• [Work to be completed]: Can you print every one of the entries below verbatim, leaving out the pictures?
── Data section
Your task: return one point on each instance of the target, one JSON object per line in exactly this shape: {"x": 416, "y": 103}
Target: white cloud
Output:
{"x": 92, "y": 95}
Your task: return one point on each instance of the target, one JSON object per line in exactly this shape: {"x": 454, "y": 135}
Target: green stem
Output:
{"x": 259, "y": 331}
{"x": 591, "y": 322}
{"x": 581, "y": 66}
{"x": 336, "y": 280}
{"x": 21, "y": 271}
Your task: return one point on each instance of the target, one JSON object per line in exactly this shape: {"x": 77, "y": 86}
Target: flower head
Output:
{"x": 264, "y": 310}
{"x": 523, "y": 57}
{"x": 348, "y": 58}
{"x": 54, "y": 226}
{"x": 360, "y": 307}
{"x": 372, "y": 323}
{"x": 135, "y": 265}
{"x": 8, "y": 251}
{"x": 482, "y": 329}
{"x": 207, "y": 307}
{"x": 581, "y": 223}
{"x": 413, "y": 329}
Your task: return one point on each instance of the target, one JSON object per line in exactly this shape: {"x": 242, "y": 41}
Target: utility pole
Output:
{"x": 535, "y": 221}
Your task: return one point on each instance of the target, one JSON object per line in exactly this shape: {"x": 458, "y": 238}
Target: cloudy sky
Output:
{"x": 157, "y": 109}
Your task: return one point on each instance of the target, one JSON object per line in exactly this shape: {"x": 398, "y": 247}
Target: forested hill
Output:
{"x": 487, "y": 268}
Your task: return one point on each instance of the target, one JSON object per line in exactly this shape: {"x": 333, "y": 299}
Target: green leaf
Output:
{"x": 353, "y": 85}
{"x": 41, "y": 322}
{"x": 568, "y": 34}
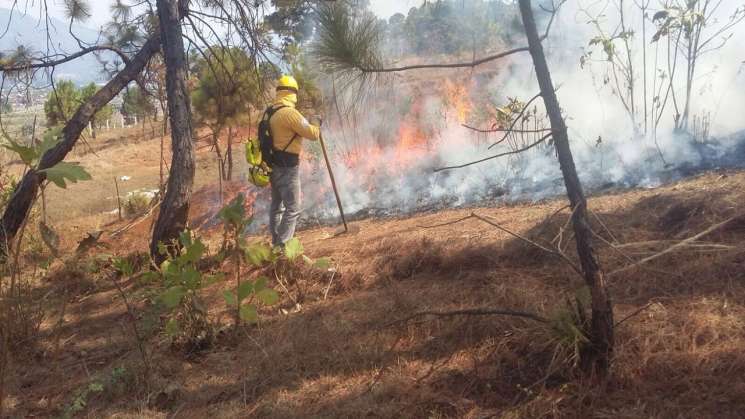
────
• [Response to the task]:
Your task: return one point on each instance of the target, one JSON object per line in exactly this shape: {"x": 416, "y": 103}
Target: white cloud
Output:
{"x": 92, "y": 95}
Your task: return one point on each instance of the target, one JSON object per line in exactly this shape: {"x": 454, "y": 135}
Target: green stem
Output:
{"x": 259, "y": 331}
{"x": 591, "y": 322}
{"x": 581, "y": 66}
{"x": 336, "y": 280}
{"x": 21, "y": 271}
Your task: return one point on each instance of the target, one JSON object per line in exactly this shape: {"x": 77, "y": 86}
Target: flower head
Output:
{"x": 264, "y": 310}
{"x": 523, "y": 57}
{"x": 348, "y": 58}
{"x": 54, "y": 226}
{"x": 360, "y": 307}
{"x": 372, "y": 323}
{"x": 135, "y": 265}
{"x": 8, "y": 251}
{"x": 482, "y": 329}
{"x": 207, "y": 307}
{"x": 581, "y": 223}
{"x": 413, "y": 329}
Your task: return one point on each instance of the target, one JSON object per line in exactly this shape: {"x": 242, "y": 41}
Target: utility pole
Output:
{"x": 535, "y": 221}
Your task: return one point on each instance of the target, one JSON object per line in exactly this shape: {"x": 458, "y": 238}
Target: cloudy sky
Output:
{"x": 157, "y": 109}
Your task: return one point on each instance of the target, one JSON object per line in exactly this shape: {"x": 398, "y": 247}
Target: forested hill
Output:
{"x": 487, "y": 268}
Your task: return one point on each instance of the target, one JSON object per line in exactly this shape: {"x": 333, "y": 299}
Target: green leaf
Output:
{"x": 353, "y": 85}
{"x": 41, "y": 322}
{"x": 568, "y": 34}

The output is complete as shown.